EXERCISE DIRECTIONS:
Exactly the line with "Query: green plant stalk" and the lines that follow it, through the closing line of the entries, should be restated, with nothing left out or added.

SOURCE DATA:
┄┄┄┄┄┄┄┄┄┄┄┄┄┄┄┄┄┄┄┄

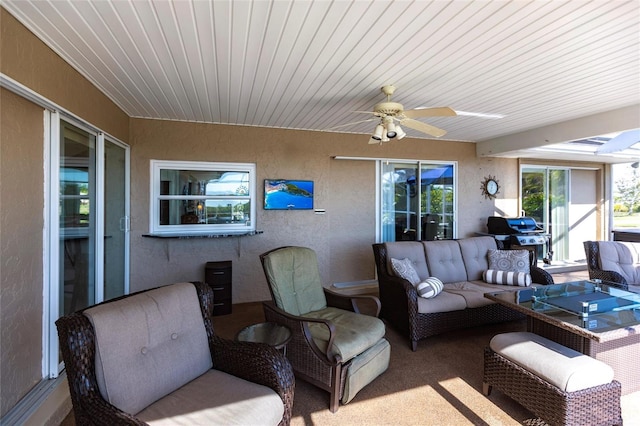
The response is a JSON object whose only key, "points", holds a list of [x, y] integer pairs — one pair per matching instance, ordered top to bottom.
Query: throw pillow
{"points": [[509, 260], [404, 269], [493, 276], [429, 288]]}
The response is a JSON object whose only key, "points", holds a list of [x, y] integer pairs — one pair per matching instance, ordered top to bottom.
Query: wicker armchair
{"points": [[592, 250], [333, 346], [253, 362]]}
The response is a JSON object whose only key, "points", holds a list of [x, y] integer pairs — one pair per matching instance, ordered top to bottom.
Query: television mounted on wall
{"points": [[285, 194]]}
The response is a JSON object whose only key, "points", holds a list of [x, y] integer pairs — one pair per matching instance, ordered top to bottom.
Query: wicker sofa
{"points": [[617, 262], [460, 265], [152, 358]]}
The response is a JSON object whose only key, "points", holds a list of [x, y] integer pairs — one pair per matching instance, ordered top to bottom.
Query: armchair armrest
{"points": [[540, 276], [612, 278], [350, 303], [300, 333], [76, 334], [255, 362]]}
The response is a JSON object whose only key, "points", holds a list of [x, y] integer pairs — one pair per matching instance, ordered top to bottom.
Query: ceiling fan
{"points": [[392, 116], [620, 142]]}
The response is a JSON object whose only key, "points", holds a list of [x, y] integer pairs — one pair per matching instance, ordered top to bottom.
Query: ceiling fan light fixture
{"points": [[391, 128], [378, 133]]}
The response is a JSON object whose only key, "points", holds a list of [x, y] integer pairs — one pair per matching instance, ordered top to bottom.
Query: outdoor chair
{"points": [[617, 263], [333, 345], [152, 358]]}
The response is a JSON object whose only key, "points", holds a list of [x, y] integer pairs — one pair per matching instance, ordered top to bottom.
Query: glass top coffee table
{"points": [[589, 308], [591, 317], [272, 334]]}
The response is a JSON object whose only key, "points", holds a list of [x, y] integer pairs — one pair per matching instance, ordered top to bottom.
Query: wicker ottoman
{"points": [[557, 384]]}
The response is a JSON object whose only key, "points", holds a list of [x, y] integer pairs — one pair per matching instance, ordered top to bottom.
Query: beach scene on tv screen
{"points": [[282, 194]]}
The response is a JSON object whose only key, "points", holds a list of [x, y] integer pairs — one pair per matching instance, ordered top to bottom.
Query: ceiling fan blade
{"points": [[430, 112], [349, 124], [423, 127], [623, 141]]}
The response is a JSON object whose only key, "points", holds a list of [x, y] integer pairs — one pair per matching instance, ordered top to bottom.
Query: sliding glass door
{"points": [[545, 198], [89, 247]]}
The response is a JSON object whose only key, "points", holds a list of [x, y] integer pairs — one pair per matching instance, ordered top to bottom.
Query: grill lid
{"points": [[515, 225]]}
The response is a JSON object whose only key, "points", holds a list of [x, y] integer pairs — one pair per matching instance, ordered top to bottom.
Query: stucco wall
{"points": [[28, 61], [21, 206], [342, 237]]}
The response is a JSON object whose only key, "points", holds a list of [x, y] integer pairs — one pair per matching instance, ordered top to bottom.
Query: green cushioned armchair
{"points": [[333, 345]]}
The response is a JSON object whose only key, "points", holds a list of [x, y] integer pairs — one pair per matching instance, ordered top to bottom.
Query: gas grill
{"points": [[519, 232]]}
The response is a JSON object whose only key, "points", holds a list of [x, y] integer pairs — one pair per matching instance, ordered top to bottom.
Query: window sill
{"points": [[204, 235]]}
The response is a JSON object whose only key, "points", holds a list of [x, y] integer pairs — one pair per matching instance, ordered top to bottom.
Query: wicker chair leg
{"points": [[486, 388], [334, 402]]}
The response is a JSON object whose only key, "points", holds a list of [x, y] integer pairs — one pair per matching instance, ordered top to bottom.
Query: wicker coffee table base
{"points": [[599, 405]]}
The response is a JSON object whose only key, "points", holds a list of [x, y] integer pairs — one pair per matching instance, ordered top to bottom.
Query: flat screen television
{"points": [[285, 194]]}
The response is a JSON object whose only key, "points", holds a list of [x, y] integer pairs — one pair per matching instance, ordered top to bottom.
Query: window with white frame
{"points": [[193, 197]]}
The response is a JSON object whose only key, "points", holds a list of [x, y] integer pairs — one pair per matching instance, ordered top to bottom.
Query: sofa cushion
{"points": [[411, 250], [474, 252], [621, 257], [444, 259], [509, 260], [403, 268], [494, 276], [295, 280], [429, 288], [471, 292], [445, 302], [354, 332], [149, 345], [216, 398]]}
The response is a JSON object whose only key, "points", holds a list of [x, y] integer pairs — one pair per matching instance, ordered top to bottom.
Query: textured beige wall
{"points": [[27, 60], [344, 188], [21, 206]]}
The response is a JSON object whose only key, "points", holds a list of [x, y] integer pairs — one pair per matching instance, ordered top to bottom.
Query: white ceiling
{"points": [[544, 65]]}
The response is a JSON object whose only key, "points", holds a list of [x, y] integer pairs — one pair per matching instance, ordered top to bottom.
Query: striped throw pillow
{"points": [[404, 269], [495, 276], [429, 288]]}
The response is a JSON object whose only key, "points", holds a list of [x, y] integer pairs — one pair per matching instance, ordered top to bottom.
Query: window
{"points": [[202, 198], [417, 200]]}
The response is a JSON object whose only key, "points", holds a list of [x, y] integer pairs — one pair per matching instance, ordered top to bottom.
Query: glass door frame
{"points": [[547, 214], [52, 364]]}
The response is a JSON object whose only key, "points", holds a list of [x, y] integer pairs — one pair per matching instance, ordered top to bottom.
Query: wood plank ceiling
{"points": [[311, 64]]}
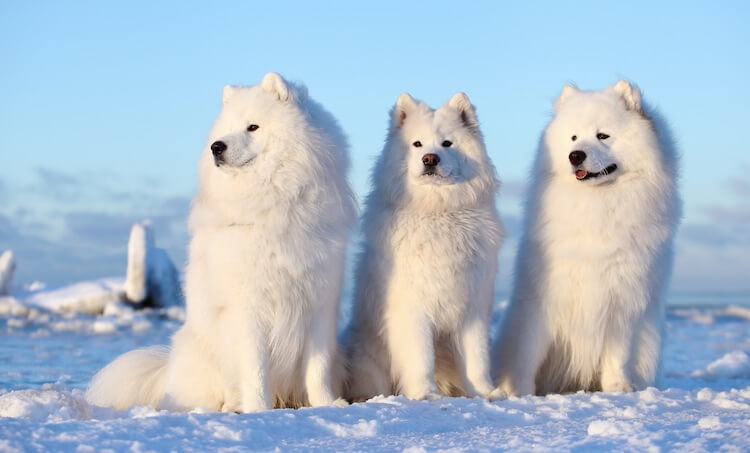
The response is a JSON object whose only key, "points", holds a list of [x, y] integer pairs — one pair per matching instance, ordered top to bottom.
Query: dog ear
{"points": [[275, 84], [228, 92], [566, 92], [630, 94], [461, 103], [405, 105]]}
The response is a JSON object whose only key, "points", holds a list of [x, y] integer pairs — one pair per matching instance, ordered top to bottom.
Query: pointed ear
{"points": [[275, 84], [228, 92], [565, 94], [630, 94], [461, 103], [405, 105]]}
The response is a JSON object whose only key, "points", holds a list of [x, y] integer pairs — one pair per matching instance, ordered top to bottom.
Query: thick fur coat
{"points": [[268, 228], [425, 275], [587, 307]]}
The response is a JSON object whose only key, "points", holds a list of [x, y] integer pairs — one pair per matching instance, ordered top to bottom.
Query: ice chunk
{"points": [[7, 268], [152, 279]]}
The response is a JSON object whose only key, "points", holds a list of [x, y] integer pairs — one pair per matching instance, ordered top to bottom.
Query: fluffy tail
{"points": [[136, 378]]}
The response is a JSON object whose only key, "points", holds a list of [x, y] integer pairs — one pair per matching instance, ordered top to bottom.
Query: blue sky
{"points": [[105, 107]]}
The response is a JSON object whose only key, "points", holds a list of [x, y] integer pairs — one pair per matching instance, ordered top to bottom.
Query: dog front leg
{"points": [[412, 351], [245, 356], [320, 357], [475, 360]]}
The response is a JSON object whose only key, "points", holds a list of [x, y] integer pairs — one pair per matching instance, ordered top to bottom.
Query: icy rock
{"points": [[7, 268], [152, 279], [85, 297]]}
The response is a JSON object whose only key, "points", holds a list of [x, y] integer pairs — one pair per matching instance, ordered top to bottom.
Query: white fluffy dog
{"points": [[269, 227], [593, 266], [425, 277]]}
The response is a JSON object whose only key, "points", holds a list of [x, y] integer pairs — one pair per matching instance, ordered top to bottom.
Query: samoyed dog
{"points": [[268, 226], [425, 276], [587, 307]]}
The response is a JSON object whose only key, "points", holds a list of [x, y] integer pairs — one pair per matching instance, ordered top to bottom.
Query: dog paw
{"points": [[617, 386], [497, 394], [429, 395], [340, 402]]}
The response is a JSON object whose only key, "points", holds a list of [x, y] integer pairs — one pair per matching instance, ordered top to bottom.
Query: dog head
{"points": [[252, 118], [597, 137], [272, 144], [435, 158]]}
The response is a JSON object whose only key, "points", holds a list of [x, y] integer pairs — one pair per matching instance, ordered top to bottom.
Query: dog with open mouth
{"points": [[426, 272], [587, 307]]}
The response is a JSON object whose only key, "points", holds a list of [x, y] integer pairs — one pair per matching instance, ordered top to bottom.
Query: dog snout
{"points": [[218, 148], [577, 157], [430, 160]]}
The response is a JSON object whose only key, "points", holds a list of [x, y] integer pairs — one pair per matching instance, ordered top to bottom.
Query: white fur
{"points": [[269, 229], [594, 262], [425, 276]]}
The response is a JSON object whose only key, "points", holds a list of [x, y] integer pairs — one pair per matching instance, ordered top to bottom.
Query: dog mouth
{"points": [[220, 162], [583, 175]]}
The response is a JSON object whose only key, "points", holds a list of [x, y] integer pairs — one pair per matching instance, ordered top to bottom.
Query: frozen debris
{"points": [[7, 268], [152, 279], [86, 297], [732, 365]]}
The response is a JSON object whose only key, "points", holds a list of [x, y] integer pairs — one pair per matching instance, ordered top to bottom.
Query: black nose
{"points": [[218, 148], [577, 157], [430, 160]]}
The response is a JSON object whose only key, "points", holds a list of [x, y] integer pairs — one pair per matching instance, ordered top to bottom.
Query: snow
{"points": [[7, 269], [151, 276], [48, 355]]}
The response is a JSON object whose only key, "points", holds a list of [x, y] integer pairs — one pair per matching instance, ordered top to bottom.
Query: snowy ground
{"points": [[47, 358]]}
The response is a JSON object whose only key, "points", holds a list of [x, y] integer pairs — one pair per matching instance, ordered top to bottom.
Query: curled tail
{"points": [[136, 378]]}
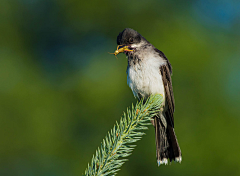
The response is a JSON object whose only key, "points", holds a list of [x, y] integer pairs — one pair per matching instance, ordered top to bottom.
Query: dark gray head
{"points": [[130, 37]]}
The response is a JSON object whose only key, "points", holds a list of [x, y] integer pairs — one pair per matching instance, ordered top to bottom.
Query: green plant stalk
{"points": [[117, 144]]}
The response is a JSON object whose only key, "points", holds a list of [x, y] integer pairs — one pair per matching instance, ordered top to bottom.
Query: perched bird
{"points": [[149, 72]]}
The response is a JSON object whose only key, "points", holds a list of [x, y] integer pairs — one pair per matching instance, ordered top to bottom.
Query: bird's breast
{"points": [[144, 78]]}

┄┄┄┄┄┄┄┄┄┄┄┄┄┄┄┄┄┄┄┄

EXERCISE ANSWER:
Query: green plant stalk
{"points": [[117, 144]]}
The response is a JSON object whose only key, "points", holds a list of [x, y] integer pairs — one pair per matching instance, ordered top to bottom.
Query: perched bird
{"points": [[149, 72]]}
The response is a JSON object whose only key, "points", holds a list of [x, y] integer pairs — one pair per matching instance, ordered top to bottom.
Query: bird's breast
{"points": [[144, 78]]}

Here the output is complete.